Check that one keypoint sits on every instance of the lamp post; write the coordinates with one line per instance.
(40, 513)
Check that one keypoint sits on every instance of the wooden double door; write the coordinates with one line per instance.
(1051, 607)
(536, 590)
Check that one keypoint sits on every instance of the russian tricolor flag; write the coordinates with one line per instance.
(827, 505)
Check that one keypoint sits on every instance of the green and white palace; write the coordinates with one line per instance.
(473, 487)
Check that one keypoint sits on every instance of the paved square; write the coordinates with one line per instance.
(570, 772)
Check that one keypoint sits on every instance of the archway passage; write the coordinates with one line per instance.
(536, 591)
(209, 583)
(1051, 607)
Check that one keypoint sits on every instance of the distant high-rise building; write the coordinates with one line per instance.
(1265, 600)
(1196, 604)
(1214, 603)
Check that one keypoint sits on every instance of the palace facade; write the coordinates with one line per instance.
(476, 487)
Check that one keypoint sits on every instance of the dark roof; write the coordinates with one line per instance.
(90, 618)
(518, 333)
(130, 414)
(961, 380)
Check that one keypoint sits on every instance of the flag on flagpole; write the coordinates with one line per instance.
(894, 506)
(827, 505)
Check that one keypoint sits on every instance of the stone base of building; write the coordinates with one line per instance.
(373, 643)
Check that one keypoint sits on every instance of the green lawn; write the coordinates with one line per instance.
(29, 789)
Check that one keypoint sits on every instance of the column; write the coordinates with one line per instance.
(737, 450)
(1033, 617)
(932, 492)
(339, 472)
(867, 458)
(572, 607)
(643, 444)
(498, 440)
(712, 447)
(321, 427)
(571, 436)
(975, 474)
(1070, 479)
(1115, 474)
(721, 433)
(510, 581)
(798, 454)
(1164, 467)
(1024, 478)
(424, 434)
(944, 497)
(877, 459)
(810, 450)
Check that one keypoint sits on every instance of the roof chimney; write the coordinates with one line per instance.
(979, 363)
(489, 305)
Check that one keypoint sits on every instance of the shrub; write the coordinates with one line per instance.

__Exercise description__: Return all of the entries exactly as written.

__Worked answer__:
Check that one keypoint sits on every instance of the lamp post; write the coordinates with one line per instance.
(40, 513)
Check that one keypoint sits on every instance of the wooden double door; write the coordinates with one line per instance.
(1051, 607)
(536, 590)
Check that one keypoint sits on every instance of the russian tricolor flag; write the coordinates with one line per instance.
(827, 505)
Check that one keypoint sits on every instance of the green and white palace; write the coordinates with one line per instance.
(473, 487)
Check that one keypoint sits on every instance of the paved square; write the coordinates with one line per instance.
(570, 772)
Check that one keypoint sits on every instance of the archway passage; write the coordinates with one line per instance.
(536, 591)
(209, 583)
(1051, 607)
Check that one keypoint sits on every instance of the distant high-rise building; write the coordinates with one line per instance.
(1265, 600)
(1196, 604)
(1214, 603)
Check that one keypoint sits on every instance of the palace facade; write the coordinates with one line per instance.
(476, 487)
Check that one keypoint sits on every instance of the dark roof; write the coordinates with one line per instance.
(90, 618)
(518, 333)
(130, 414)
(961, 380)
Check that one keypoint sits on every instance of the flag on flagpole; write the coordinates with one line per instance.
(894, 506)
(827, 505)
Check that one keypoint sits on every instance of the stone base of building; write the coordinates with one line per instance.
(373, 643)
Check that one keypoint sits on every instance of the green lawn; write the coordinates with one line per instance.
(29, 789)
Check that one keypoint sits on every instance of the column; write the coordinates with one line per instance.
(737, 450)
(1033, 617)
(932, 492)
(339, 472)
(867, 458)
(572, 607)
(643, 444)
(498, 440)
(712, 447)
(321, 427)
(571, 436)
(975, 474)
(1070, 479)
(1115, 474)
(721, 433)
(510, 581)
(798, 454)
(1164, 467)
(1024, 478)
(424, 434)
(944, 497)
(877, 459)
(810, 450)
Check that one keypoint sits on every instance of the roof chimney; write the coordinates with one line per instance.
(979, 363)
(489, 305)
Check that one keypoint sits on every instance of the shrub; write the coordinates with one line per instance.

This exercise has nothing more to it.